**Exercise instructions**
An exact copy of all the data below is needed.

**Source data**
= Beginning of Section =
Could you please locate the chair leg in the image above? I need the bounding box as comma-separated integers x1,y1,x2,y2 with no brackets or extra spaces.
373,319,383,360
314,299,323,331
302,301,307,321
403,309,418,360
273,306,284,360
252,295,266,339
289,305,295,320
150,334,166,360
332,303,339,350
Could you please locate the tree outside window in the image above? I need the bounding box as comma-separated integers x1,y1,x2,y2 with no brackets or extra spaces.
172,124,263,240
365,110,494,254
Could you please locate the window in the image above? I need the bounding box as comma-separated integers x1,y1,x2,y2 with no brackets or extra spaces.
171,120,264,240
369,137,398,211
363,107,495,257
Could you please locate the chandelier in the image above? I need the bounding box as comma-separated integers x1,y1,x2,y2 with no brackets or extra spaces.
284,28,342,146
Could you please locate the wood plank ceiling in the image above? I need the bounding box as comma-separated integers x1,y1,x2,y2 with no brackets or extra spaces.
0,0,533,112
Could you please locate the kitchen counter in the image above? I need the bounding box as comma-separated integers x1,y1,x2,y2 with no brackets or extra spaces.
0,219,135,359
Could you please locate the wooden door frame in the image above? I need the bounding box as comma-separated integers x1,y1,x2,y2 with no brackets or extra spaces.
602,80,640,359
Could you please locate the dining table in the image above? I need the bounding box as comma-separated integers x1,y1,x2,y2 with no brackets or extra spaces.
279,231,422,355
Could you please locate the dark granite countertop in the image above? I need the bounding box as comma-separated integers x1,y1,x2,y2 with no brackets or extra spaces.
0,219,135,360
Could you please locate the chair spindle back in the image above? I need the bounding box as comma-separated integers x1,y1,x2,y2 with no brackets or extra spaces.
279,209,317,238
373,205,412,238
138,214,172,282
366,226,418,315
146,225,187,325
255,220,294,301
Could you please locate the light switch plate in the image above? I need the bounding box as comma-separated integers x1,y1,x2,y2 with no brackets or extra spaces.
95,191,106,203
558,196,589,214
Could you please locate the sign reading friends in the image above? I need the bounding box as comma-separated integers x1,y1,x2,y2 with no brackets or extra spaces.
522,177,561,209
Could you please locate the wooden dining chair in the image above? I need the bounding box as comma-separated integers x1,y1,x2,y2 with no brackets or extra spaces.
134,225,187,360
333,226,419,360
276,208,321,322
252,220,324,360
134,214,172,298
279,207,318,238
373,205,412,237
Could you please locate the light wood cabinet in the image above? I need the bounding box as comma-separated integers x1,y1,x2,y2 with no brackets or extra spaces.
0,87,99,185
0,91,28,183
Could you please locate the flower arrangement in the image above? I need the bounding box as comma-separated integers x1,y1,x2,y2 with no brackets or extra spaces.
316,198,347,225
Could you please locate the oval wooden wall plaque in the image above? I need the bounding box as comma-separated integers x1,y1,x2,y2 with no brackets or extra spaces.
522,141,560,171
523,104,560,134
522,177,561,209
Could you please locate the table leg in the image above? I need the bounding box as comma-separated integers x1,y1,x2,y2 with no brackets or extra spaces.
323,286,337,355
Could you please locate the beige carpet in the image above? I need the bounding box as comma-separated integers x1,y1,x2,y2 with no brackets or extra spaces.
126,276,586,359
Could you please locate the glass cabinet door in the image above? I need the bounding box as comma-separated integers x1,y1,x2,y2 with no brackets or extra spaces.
= End of Section =
**Finished exercise**
Could you please locate the chair leg in the image above? I need the bounding box as comma-separated integers x1,y1,x2,y2 with no brackets or extra spaces.
373,319,383,360
314,299,323,331
302,301,307,321
403,309,418,360
273,306,284,360
252,295,266,339
289,305,295,320
150,334,166,360
332,303,339,350
Could you please locate the tree outside window in the image above? I need the bounding box as comma-separated integers x1,y1,x2,y2 with no brackets or extra spaces.
172,124,263,240
365,110,494,254
Could you please locate the window in the image above? I need the bounding box as comma-separated integers x1,y1,x2,y2 with no brackets or extra spaces.
171,120,264,240
369,137,398,211
363,107,495,257
Could you please locate the chandelier in the image above? I need the bounding box as comma-separated integers x1,y1,x2,y2 with no brackets or extra spaces.
284,28,342,146
Could you please locate the wood plank ceiling in the image above? I need the bounding box as comma-separated integers x1,y1,x2,y2 with no brackets or extra spaces.
0,0,533,112
Could you please locate the kitchen counter in the image above? I need the bounding box as comma-separated integers x1,y1,x2,y2 with no brackets or extra spaces.
0,219,135,359
Could you please locate the wooden door frame in the image above? I need the bounding box as comma-separated integers x1,y1,x2,y2 with no brackets or extra spaces.
602,80,640,359
Could you please locate the dining table in the image above? I need the bounding box as comma-separated integers x1,y1,x2,y2 with no brackets or extra spaces.
279,231,422,355
Could you please locate the dark granite countertop in the image above? I need the bounding box as comma-separated integers x1,y1,x2,y2 with no brackets or extra spaces.
0,219,135,360
Could you please locate the chair spindle back in the image above? I need the bounding box as comma-separated integers x1,y1,x2,y2 with no brackets or extra spaces.
279,209,317,238
373,205,412,238
138,214,172,282
366,226,418,315
146,225,187,325
255,220,294,301
Could you please locate the light switch plate in the image above? I need the bounding box as comma-separated integers x1,y1,x2,y2 with no brackets or extra spaces.
95,191,106,203
558,196,589,214
Could you please locate the sign reading friends in the image above? I need the bounding box as comma-separated integers x1,y1,x2,y2 with no brackets or extra spaces.
522,177,561,209
Could you please locate the wooden dining chair in the image above? I need the bounding box as comma-separated integers x1,y1,x2,y2 with no brackets or extra spaces.
134,225,187,360
333,226,419,360
276,208,321,322
252,220,324,360
134,214,172,298
279,207,318,238
373,205,412,237
Could you please locate the light wood cabinet in the image above? I need the bounding box as comma-separated integers x1,y1,x2,y2 with no brackets or extra spaces.
0,87,99,185
0,91,28,183
Could you please locate the flower arrangement in the image above? I need the bounding box as comma-separated integers x1,y1,x2,y2 with no brackets or extra spaces.
316,198,347,225
Could you please locate the oval wooden wall plaque in the image above? I need the bounding box as comma-separated integers x1,y1,x2,y2 with no brackets or extra spaces.
522,141,560,171
523,104,560,134
522,177,561,209
Could you please locate the table leg in the image above? I need the bounding box as comma-separated integers x1,y1,x2,y2 with no brackets or extra spaces.
323,286,337,355
Could you please locate the beige carpet in the image above? I need the bounding box as comma-separated integers x1,y1,x2,y2 with no brackets or extra spaces.
126,276,586,359
Could you please locate the glass cabinet door in the image above? I need the bounding box as comma-separated integers x1,y1,x2,y2 with no brackets or extra spaces.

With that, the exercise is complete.